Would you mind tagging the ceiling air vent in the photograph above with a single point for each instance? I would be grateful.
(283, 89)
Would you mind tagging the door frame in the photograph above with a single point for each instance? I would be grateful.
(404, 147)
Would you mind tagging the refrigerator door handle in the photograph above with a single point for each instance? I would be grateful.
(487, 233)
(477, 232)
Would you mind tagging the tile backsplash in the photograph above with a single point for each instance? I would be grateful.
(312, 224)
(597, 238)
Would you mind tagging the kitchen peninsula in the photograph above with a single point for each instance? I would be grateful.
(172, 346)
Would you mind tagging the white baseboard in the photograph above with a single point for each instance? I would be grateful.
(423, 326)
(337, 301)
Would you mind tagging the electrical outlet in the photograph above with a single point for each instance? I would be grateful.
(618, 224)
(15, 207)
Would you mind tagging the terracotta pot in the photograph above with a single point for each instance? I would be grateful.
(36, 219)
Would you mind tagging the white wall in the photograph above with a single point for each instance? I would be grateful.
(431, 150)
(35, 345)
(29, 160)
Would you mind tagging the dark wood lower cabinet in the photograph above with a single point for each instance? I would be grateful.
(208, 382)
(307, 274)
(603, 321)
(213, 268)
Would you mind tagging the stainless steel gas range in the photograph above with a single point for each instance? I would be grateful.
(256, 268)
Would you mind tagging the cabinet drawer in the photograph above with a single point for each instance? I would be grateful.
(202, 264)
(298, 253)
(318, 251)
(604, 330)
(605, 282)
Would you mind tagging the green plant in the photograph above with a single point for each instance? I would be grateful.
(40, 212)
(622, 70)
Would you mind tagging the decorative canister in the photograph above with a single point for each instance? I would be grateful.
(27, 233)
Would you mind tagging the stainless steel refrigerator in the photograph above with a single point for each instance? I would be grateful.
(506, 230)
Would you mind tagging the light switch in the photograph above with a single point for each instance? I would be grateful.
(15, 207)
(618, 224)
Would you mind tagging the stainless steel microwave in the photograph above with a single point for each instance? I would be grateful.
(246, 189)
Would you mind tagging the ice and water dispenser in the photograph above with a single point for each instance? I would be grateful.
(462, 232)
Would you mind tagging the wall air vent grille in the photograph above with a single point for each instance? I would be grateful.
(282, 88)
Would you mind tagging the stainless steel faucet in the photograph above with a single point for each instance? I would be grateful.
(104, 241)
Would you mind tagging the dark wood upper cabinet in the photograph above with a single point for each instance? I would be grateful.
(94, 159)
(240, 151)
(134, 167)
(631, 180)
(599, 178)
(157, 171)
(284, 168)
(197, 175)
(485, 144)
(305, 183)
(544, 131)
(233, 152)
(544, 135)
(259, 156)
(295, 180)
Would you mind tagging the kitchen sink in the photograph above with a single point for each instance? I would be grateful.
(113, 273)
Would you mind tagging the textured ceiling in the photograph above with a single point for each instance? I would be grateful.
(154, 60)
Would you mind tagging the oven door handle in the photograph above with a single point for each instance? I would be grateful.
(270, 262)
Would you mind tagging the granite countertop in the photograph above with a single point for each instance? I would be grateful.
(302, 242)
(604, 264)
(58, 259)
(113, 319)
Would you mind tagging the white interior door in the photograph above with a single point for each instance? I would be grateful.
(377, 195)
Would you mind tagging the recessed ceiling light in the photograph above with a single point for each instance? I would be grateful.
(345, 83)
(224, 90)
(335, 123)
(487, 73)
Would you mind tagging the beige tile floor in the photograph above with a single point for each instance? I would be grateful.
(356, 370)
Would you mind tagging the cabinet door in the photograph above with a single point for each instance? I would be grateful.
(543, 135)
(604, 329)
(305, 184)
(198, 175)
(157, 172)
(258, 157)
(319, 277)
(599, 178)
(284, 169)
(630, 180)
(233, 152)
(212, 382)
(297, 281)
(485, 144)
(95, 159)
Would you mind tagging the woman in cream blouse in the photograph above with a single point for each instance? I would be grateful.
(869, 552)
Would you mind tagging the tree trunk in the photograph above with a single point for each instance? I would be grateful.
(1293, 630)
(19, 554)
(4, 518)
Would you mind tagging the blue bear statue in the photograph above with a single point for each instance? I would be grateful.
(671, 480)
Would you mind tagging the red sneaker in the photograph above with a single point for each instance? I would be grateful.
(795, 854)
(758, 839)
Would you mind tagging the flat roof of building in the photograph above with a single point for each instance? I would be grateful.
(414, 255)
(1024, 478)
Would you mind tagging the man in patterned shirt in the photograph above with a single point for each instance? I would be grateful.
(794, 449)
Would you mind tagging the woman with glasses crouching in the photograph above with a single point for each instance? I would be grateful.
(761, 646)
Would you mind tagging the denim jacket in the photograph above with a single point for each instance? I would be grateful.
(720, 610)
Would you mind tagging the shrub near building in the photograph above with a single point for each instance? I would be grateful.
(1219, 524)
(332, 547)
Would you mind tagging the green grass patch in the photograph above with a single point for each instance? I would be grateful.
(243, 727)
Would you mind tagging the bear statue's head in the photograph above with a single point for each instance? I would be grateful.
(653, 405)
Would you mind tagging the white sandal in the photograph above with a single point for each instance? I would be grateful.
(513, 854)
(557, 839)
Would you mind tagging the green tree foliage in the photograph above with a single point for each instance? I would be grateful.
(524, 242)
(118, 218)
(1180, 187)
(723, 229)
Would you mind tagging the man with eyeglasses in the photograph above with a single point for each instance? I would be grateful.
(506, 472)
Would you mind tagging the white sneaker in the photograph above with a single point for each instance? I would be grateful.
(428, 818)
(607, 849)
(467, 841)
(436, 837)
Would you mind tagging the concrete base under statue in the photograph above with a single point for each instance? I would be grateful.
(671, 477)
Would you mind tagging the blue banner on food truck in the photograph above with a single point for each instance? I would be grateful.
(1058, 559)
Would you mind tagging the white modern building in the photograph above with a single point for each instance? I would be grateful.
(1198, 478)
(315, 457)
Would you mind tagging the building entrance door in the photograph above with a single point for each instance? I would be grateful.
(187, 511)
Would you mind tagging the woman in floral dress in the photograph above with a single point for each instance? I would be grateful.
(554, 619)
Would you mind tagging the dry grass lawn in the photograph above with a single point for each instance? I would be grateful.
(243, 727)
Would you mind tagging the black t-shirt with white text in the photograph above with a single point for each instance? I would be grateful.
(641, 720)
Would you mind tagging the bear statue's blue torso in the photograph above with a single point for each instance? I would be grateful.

++++++++++++++++++++

TASK STATEMENT: Transcribe the full listing above without leaving anything out.

SOLUTION BELOW:
Would you mind tagging the ceiling air vent in the photograph above with a single point for each instance? I would be grateful.
(283, 89)
Would you mind tagging the door frame in the photograph above with a single point for each instance? I would be grateful.
(404, 147)
Would you mind tagging the refrigerator door handle in the photograph above with a single point for each instance? I would be grateful.
(487, 233)
(477, 232)
Would you mind tagging the tile backsplash in the photograph above with a single point for each instance? I would be grateful.
(312, 224)
(597, 238)
Would you mind tagging the kitchen peninsula in the photograph above with a single point for each instance? I would be grateful.
(172, 346)
Would you mind tagging the white baseboard in the photograph above with a single point for each instance? I would be grateful.
(423, 326)
(337, 301)
Would you mind tagging the electrical outlet in the photograph above with a single point for each instance? I would be grateful.
(618, 224)
(15, 207)
Would you mind tagging the terracotta pot in the photograph above with a single point for each instance? I would be grateful.
(36, 219)
Would you mind tagging the white wall in the photograph above with a single point for each instance? I would be grateful.
(431, 150)
(35, 345)
(29, 160)
Would you mind tagging the dark wood lower cabinet in the photograph above with a single point for each instance? I would be grateful.
(208, 382)
(307, 274)
(603, 321)
(213, 268)
Would you mind tagging the stainless steel gas range in the photograph above with a single point for each instance? I would be grateful.
(256, 268)
Would you mind tagging the cabinet drawer in the photograph above with a single point for each instance? I would be grateful.
(202, 264)
(298, 253)
(318, 251)
(604, 330)
(605, 282)
Would you mind tagging the green plant in the photograph above with a single point for each instance? I would be grateful.
(40, 212)
(622, 70)
Would you mind tagging the decorative canister in the photograph above with a single point for each instance? I would be grateful.
(27, 233)
Would you mind tagging the stainless steel refrigerator in the photograph above with a single point for each instance? I would be grateful.
(506, 230)
Would you mind tagging the light switch in the photograph above with a single point for each instance? I would be grateful.
(15, 207)
(618, 224)
Would you mind tagging the stainless steel microwave in the photograph above with a single point for each instance? I would be grateful.
(246, 189)
Would you mind tagging the ice and water dispenser in the photograph above with a single point for each instance? I would be grateful.
(462, 232)
Would you mind tagging the wall air vent grille in the photograph above with a single point for each instance? I would be grateful.
(282, 88)
Would you mind tagging the stainless steel faucet in the photograph above with a single point for each instance? I would be grateful.
(104, 241)
Would you mind tagging the dark wood upper cabinet in the photograph above with a single point for each instance? I would be grateful.
(94, 159)
(240, 151)
(134, 167)
(631, 180)
(599, 178)
(157, 171)
(284, 168)
(197, 175)
(485, 144)
(305, 183)
(544, 131)
(233, 152)
(544, 135)
(259, 156)
(295, 180)
Would you mind tagging the kitchen sink in the photograph above with a single point for each instance? I would be grateful.
(113, 273)
Would you mind tagging the textured ceiling in the photograph above with a single point for each instance? I would be grateful.
(154, 60)
Would you mind tagging the oven door handle in the photograph above with a single point for each instance? I would be grateful.
(270, 262)
Would you mind tagging the granite countertop in the photograph above with a single point for each instance? I would be grateful.
(302, 242)
(604, 264)
(58, 259)
(113, 319)
Would you mind tagging the white interior door in the photograph above with a single point for each instance? I would be grateful.
(377, 195)
Would you mind tagging the recessed ceiling light in the photograph above with a single point for each instance? I would be grateful.
(345, 83)
(224, 90)
(335, 123)
(487, 73)
Would you mind tagging the beige tile floor in the photograph above with a single point for each instance? I would be grateful.
(356, 370)
Would you mind tagging the cabinet door in the photograph above with a single point for each instance? I would be grateful.
(543, 135)
(604, 329)
(305, 184)
(198, 175)
(157, 172)
(258, 157)
(319, 277)
(599, 178)
(284, 169)
(630, 180)
(233, 152)
(212, 382)
(297, 281)
(485, 144)
(95, 159)
Would you mind tagging the woman in cream blouse in the photograph above with a single point for each instance? I would be grateful.
(869, 552)
Would you mind tagging the tree trunk in the photograph above with a single point for each instance? I would be grateful.
(1293, 630)
(19, 554)
(4, 518)
Would you mind tagging the blue bear statue in the photograph above with a single point for each instance? I would be grateful.
(671, 480)
Would you mind tagging the red sneaker in the photograph above with a single point for each instance? I would be grateful.
(795, 854)
(758, 839)
Would you mind tagging the flat roof of building in the photograph above with a single point for each instance? I would be grateful.
(414, 255)
(1024, 478)
Would you mind tagging the man in patterned shirt in the photograph above with a single point for each instance? I would be grateful.
(794, 449)
Would you mind tagging the woman with glasses crouching in the photograph above with a single point for each instance? I would be grateful.
(761, 646)
Would you mind tagging the denim jacket in the photograph above with a single point for each instance? I would be grateful.
(720, 610)
Would you mind tagging the shrub near building in the photograph above with a single point for each instance? I would be grateful.
(1219, 524)
(332, 547)
Would you mind tagging the green grass patch in the photograph above with a single point for each instance? I would be grateful.
(243, 727)
Would you mind tagging the bear statue's head in the photograph above with a single point for each instance? I would be grateful.
(653, 405)
Would you mind tagging the white sandal in the photograph above with a single point for each instance? I would be grateful.
(513, 854)
(557, 839)
Would you mind tagging the green tree foliage in the photograph above with a single point for each instance? I would be grateful.
(524, 242)
(118, 218)
(1180, 187)
(723, 229)
Would you mind tagging the man with eyeglasses in the photograph above with a single point for each instance? I would be grateful.
(506, 472)
Would you mind tagging the white sneaker in the photograph above with a single point for each instance? I would be grateful.
(428, 818)
(607, 849)
(467, 841)
(436, 837)
Would you mind tagging the concrete base under statue in the photograph above with a single point for each instance? I would be grateful.
(671, 477)
Would you mind tagging the blue banner on food truck in the photograph above with a single point for each instance? I would be grateful.
(1058, 559)
Would you mind tagging the white modern building in the photograph above with a single point for each instance? I would be grateful.
(1198, 478)
(315, 457)
Would you mind tagging the building entrance door in the photograph above with a single point for each instance? I would be grateful.
(187, 511)
Would you mind tagging the woman in floral dress in the photograph above with a single point for each instance? I would be grateful.
(554, 619)
Would you mind tagging the dry grass lawn in the photograph above with a single point for each instance? I would be grateful.
(243, 727)
Would you mind tagging the black t-shirt with white text in the photograph above with a single point for each instance? I would be grateful.
(641, 720)
Would you mind tagging the bear statue's blue torso in the photograph above with a single point for each instance? I would be grateful.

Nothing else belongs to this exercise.